> [DATA RECORDS]
************

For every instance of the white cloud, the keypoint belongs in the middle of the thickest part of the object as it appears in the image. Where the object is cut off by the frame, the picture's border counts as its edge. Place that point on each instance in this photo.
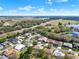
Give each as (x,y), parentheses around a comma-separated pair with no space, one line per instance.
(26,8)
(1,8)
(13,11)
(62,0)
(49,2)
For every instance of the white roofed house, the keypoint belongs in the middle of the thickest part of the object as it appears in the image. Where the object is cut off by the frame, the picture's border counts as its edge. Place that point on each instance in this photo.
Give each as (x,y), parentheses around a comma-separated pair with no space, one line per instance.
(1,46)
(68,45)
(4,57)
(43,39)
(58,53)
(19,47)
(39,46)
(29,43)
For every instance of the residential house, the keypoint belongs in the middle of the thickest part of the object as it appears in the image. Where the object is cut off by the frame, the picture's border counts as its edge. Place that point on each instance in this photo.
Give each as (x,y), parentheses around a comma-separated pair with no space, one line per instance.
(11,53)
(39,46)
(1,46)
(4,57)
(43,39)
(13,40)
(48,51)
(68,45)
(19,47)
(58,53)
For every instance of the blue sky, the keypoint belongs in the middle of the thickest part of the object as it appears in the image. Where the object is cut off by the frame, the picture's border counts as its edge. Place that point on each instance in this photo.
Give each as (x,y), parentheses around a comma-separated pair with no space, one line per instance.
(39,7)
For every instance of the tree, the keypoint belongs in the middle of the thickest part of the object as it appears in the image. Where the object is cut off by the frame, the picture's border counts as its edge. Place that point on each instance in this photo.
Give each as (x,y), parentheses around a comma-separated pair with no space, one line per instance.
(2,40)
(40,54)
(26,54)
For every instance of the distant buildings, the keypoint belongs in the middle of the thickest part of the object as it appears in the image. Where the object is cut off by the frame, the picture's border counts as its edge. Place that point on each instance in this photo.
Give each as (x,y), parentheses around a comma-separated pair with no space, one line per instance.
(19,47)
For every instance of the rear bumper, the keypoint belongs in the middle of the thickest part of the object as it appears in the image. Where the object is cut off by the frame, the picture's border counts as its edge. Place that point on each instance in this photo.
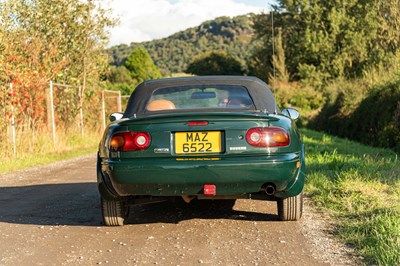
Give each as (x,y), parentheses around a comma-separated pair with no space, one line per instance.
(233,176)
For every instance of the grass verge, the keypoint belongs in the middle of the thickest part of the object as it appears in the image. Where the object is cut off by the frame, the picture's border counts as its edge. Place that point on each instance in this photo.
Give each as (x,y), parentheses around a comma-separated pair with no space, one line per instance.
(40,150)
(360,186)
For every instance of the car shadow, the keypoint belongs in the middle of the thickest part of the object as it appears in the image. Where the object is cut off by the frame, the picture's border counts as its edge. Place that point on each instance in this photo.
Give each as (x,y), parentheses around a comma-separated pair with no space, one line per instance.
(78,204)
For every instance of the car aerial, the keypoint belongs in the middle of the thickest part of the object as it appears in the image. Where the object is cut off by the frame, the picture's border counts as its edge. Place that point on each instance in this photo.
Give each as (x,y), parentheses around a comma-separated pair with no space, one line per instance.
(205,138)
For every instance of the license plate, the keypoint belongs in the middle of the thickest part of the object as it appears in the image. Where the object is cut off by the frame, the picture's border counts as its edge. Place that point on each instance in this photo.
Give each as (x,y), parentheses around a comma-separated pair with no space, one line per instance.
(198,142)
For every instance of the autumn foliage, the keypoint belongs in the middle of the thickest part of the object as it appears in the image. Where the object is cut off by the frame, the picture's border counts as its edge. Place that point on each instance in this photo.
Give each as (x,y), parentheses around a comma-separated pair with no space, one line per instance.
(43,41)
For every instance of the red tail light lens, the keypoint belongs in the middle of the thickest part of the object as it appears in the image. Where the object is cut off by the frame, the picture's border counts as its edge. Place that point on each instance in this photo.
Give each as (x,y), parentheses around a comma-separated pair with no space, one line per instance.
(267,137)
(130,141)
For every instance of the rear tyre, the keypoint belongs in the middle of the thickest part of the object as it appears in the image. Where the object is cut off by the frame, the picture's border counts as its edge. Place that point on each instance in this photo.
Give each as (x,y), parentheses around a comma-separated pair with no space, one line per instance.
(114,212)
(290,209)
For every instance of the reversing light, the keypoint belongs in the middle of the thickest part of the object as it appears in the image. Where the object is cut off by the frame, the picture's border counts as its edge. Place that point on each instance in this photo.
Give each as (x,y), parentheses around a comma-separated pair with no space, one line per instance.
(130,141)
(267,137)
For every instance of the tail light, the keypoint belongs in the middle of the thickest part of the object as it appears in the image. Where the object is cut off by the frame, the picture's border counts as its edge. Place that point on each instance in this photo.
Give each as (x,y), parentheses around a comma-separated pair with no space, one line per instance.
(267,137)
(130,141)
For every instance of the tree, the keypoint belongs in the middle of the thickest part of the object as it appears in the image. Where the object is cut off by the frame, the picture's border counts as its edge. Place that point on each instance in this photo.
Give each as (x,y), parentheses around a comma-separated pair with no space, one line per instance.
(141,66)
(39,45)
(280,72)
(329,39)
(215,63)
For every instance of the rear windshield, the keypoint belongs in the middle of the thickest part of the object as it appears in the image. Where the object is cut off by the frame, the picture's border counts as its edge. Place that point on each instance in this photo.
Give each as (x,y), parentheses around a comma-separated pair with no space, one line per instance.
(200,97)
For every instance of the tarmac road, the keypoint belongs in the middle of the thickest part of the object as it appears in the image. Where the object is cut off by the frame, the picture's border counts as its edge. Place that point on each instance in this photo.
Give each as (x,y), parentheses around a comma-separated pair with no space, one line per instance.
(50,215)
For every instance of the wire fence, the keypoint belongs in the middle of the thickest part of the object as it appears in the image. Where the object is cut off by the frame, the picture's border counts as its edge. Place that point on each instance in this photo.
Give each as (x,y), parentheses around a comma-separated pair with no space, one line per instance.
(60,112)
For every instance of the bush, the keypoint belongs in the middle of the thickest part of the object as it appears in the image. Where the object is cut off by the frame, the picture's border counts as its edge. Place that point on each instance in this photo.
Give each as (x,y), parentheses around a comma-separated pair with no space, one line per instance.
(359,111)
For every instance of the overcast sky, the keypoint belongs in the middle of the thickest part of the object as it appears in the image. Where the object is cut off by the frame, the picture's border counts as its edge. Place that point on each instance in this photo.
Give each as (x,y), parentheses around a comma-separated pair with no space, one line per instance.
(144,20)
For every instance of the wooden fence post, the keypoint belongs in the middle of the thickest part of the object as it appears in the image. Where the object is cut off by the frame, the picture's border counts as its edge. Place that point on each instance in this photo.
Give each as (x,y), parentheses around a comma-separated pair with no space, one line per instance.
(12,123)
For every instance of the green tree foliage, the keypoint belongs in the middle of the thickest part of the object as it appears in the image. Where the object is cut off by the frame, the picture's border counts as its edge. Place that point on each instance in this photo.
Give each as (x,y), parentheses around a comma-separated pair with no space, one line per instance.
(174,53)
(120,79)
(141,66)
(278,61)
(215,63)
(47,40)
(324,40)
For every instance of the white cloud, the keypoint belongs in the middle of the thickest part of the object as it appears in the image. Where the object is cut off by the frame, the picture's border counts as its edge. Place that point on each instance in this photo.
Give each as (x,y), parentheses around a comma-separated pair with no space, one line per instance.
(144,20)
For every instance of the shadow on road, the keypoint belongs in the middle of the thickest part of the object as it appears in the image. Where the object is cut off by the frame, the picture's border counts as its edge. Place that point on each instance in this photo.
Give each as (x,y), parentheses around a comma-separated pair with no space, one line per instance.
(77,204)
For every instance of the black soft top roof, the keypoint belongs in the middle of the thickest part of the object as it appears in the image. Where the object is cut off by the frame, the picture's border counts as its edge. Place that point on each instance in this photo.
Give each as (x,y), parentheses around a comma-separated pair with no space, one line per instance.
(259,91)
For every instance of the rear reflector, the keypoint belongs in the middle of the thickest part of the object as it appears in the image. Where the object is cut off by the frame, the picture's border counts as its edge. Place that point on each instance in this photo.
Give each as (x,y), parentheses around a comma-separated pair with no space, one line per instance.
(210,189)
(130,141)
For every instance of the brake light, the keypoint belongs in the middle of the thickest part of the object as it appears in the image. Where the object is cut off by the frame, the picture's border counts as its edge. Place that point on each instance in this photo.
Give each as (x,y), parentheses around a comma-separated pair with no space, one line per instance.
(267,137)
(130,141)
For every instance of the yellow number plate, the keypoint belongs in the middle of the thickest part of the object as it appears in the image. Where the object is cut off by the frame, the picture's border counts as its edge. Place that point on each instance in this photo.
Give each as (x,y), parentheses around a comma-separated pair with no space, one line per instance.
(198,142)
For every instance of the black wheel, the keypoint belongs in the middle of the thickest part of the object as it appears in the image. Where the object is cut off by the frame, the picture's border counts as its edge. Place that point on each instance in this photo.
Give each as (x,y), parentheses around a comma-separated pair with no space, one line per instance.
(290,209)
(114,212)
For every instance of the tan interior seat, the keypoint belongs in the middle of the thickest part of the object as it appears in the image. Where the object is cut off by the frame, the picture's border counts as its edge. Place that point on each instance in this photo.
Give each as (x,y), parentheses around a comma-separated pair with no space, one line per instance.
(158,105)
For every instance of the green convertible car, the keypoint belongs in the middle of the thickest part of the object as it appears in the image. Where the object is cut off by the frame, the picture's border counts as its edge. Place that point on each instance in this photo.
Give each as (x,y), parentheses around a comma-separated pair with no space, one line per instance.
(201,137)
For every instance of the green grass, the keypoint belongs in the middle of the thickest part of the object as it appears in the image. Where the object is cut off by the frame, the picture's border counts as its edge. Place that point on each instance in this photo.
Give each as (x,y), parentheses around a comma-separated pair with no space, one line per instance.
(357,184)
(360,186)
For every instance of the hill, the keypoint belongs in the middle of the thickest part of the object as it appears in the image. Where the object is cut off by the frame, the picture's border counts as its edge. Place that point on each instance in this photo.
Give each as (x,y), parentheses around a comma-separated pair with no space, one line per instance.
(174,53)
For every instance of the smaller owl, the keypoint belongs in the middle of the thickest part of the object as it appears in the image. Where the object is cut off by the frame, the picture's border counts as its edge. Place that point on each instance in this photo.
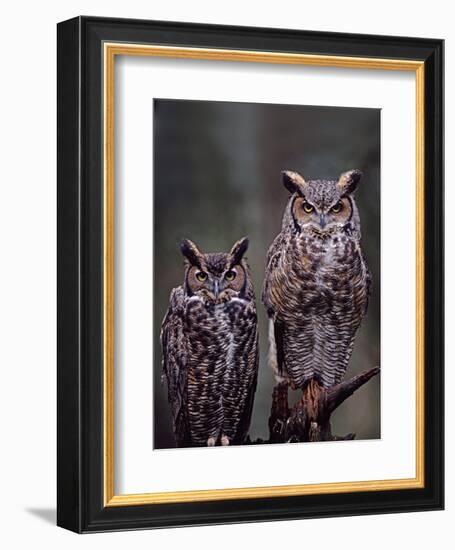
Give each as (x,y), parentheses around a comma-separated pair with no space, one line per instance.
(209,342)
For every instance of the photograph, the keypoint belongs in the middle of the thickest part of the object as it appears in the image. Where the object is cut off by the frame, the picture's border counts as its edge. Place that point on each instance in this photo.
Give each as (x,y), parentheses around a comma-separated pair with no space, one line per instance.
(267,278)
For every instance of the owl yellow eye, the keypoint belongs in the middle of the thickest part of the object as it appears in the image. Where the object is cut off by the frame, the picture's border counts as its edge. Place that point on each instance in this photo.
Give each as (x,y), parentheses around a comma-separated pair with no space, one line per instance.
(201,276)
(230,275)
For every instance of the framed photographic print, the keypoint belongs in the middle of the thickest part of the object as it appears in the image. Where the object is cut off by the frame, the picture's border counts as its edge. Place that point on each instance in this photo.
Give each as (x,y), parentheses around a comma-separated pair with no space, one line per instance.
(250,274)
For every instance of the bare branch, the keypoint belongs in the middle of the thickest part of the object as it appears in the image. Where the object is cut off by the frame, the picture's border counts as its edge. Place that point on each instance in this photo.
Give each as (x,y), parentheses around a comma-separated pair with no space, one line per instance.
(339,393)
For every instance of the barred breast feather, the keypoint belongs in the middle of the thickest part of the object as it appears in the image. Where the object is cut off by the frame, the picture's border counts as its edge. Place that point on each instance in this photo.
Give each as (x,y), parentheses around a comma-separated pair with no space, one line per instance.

************

> [ABOUT THIS TASK] With the string "fence" as the key, filter the data above and show the lines that match.

> [PROBLEM SOLUTION]
For every instance of the wire fence, the keypoint belongs in the middle of the thickest part of the object as it appears in the image. Where the object is cut off by the frame, the picture's border counts as its edge. Place that point on each instance in this photo.
For every instance of the wooden fence post, the keypoint belongs in the middle of the thickest part of the object as it appears in the image. Where the object is cut off by the frame, the picture's border counts as its edge. Place that point on each instance in this photo.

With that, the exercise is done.